> _Brief 1_
Please decide whether each statement below agrees with the passage on physical and spiritual acts, answering yes or no and quoting the words of the passage that decide it. (a) The narrator's pet primate becomes confused when the narrator holds a newspaper motionless for twenty minutes. (b) Richard Avedon photographed people as they read. (c) According to the passage, no animal announces its intention to mate and then waits three months.

> _Passage given_
Our Sages teach us that in the Torah’s opening verse ‘heaven’ means all things spiritual and ‘earth’ alludes to everything physical. The idea is that to understand how the world really works, we must know that God created all things physical and all things spiritual and we need to appreciate both.

 

One way of identifying a spiritual act is by determining whether a chimpanzee would understand it. When I return home and slump into an armchair, my pet primate undoubtedly sympathizes.  When I eat he certainly gets it. However, when I hold a newspaper motionless before my face for twenty minutes he becomes quite confused. Reading tends spiritual.

 

We’re always slightly uneasy about pursuits with no spiritual overtones at all. We subconsciously superimpose spirituality to avoid being exclusively physical and thus animal-like. For instance, we apply ceremony to virtually all activities performed by both people and animals.

 

Only people read a book or listen to music, hence these activities require no associated ritual. On the other hand, most animals eat, engage in sexual activity, give birth and die. If we do not confer a uniquely human ritual upon these functions, we reduce the distinction between ourselves and the animal kingdom.

 

Therefore, we celebrate the birth of a child often by a naming ceremony; no animal does that. Even if our hands are clean, we wash them before eating. We serve food in dishes on a tablecloth rather than straight out of the can, although the physical, nutritional qualities have not been enhanced. We even say a blessing. This is a human, spiritual way to eat; dogs are quite content to gobble food off the floor.

 

After encountering an attractive potential partner, wise people do not proceed directly to physical intimacy. An engagement announcement followed by a marriage ceremony serves to accentuate that all-important distinction; no animal announces its intention to mate and then defers gratification for three months.

 

The more physical the activity, the more awkwardness and subconscious embarrassment surround it. Nudism is practiced with a certain bravado in order to conceal the underlying tension. Famous photographer Richard Avedon shattered a barrier by capturing images of people as they ate. Frozen in the act of chewing, humans resemble apes rather than angels. Similarly, we express a normal and healthy reticence about bathroom activities.  On the other hand, as purely spiritual occupations, reading and art evoke no discomfort.

 

Where on the spectrum do business transactions fall? A chimpanzee would not have the slightest idea of what is transpiring between proprietor and customer in a store. Economic exchange takes place only after two thinking human beings will it. The process must be spiritual. If we truly believe that, we should have no discomfort with buying and selling, whether our skills, services or products. Money is spiritual for the same reason. We value money for the economic transactions that become possible. An ape would just as soon chew on money or wipe himself with it. An ape sees no value in money. Economic activity is another way in which we satisfyingly distance ourselves from the animal kingdom and draw closer to God.

 

The World of Illusion

 

We live in a world of physicality, a world of illusion. This world, with all of its processes, is given to us as a mashal of the higher world. We do not have a sense organ to discern and to understand the higher world. We do know, however, that this world is a projection of the real world. We can see this in the Mishkan that was to be fashioned according to the pattern of the Mishkan in the higher world:

 

Shemot (Exodus) 25:8 And let them make Me a sanctuary, that I may dwell among them. 9 According to all that I show thee, the pattern of the tabernacle, and the pattern of all the furniture thereof, even so shall ye make it.

> _Input data_
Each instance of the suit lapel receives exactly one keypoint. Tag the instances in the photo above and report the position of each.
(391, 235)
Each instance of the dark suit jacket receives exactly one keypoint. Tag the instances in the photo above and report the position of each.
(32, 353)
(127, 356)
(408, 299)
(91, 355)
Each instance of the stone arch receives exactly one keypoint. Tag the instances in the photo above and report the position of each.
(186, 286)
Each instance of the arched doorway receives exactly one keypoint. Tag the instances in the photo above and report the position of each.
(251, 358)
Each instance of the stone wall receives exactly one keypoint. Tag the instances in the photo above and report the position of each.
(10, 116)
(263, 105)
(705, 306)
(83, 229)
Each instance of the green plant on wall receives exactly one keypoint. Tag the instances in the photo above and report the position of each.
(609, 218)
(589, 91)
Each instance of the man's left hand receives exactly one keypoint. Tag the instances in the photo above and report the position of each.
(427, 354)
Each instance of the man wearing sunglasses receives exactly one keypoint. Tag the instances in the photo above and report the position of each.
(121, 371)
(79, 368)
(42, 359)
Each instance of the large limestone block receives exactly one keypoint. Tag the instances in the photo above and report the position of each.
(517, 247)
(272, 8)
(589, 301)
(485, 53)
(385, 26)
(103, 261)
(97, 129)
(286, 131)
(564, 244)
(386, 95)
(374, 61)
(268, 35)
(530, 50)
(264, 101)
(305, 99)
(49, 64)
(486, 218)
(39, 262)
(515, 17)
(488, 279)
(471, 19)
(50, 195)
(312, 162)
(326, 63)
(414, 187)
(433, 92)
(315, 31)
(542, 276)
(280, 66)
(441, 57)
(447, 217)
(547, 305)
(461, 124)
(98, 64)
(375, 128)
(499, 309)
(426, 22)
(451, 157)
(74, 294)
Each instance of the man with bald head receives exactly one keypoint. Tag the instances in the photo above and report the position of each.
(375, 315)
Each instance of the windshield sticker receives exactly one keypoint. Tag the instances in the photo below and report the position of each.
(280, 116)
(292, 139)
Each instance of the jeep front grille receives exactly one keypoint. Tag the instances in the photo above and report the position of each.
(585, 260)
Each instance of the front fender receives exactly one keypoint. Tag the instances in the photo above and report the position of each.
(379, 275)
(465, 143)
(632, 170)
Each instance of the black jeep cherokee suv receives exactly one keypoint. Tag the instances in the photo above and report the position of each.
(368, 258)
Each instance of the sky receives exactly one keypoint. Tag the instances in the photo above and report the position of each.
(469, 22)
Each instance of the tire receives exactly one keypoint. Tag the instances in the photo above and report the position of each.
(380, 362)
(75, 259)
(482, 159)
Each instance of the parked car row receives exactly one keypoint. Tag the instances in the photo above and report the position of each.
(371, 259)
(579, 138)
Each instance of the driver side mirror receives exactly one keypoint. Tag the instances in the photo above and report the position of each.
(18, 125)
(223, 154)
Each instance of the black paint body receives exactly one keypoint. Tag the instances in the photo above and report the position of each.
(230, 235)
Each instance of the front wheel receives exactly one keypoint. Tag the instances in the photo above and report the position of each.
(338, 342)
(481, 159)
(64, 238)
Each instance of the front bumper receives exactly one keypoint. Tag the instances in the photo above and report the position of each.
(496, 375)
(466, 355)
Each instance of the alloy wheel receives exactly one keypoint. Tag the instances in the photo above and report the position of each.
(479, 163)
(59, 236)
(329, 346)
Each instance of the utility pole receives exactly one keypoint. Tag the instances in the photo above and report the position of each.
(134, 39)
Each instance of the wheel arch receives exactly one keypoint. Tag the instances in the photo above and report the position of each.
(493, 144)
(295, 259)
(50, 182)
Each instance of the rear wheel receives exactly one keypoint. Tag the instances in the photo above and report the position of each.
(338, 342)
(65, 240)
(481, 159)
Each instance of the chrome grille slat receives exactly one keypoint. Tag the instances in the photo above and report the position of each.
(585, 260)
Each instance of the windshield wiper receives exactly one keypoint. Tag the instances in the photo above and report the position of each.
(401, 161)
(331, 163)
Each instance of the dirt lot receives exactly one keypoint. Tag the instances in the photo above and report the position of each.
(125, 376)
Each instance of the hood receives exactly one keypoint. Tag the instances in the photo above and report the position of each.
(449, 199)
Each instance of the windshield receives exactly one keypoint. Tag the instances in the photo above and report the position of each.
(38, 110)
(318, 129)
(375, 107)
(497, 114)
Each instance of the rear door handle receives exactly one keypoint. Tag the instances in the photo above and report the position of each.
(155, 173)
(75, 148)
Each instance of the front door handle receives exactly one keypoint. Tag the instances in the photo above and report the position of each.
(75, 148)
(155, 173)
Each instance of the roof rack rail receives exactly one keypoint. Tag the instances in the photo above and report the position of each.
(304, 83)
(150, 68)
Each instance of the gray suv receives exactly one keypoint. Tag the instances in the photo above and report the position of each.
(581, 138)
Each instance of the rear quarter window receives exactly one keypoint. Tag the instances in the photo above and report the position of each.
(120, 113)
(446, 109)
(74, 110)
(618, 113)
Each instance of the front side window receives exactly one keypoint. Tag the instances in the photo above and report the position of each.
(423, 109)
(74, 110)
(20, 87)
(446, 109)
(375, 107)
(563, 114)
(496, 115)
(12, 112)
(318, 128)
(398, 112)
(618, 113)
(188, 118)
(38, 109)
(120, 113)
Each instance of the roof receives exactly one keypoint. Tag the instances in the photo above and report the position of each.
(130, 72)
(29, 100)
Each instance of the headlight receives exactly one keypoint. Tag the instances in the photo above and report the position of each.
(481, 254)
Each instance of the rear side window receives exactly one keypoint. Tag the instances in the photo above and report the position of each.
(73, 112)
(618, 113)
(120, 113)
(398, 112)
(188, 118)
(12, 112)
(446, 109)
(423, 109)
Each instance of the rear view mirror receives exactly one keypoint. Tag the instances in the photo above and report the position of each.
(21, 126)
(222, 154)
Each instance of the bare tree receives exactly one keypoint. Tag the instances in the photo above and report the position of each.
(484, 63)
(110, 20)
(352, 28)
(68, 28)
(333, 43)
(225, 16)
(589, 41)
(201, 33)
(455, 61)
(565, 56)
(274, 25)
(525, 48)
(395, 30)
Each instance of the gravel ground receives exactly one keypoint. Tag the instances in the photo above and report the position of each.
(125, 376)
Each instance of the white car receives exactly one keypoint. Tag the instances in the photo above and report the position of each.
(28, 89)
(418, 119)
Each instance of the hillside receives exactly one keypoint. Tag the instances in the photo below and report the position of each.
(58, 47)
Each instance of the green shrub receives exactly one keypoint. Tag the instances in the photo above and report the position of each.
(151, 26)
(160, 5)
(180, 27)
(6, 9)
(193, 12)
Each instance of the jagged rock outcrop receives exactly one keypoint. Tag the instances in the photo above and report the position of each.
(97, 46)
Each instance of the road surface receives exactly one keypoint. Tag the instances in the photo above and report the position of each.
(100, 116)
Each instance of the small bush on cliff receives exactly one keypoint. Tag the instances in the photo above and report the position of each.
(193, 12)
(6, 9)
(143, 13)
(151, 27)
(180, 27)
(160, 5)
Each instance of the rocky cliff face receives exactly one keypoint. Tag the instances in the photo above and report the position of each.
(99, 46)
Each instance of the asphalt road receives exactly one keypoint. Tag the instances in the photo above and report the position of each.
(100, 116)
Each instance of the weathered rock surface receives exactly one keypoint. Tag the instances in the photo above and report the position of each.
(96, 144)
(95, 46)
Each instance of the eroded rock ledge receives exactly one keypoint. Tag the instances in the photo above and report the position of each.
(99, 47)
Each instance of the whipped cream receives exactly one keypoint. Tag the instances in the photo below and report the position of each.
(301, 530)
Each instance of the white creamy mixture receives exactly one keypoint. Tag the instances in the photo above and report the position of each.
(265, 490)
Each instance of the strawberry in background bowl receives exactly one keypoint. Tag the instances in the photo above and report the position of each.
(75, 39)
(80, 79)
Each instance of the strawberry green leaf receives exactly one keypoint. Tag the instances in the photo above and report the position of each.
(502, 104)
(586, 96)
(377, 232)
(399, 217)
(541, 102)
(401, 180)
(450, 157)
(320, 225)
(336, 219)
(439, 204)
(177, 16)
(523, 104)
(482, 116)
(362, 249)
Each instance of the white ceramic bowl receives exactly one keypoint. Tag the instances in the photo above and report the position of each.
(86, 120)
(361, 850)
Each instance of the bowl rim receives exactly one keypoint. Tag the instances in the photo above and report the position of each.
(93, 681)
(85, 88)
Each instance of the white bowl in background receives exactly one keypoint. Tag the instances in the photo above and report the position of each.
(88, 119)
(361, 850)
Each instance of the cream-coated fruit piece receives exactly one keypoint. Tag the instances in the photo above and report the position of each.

> _Brief 2_
Count the lines in the entries above that contain the string "black". Case counts. Give only the number.

> _Correct response 1_
(a) Yes: "when I hold a newspaper motionless before my face for twenty minutes he becomes quite confused."
(b) No: "capturing images of people as they ate."
(c) Yes: "no animal announces its intention to mate and then defers gratification for three months."

> _Correct response 2_
2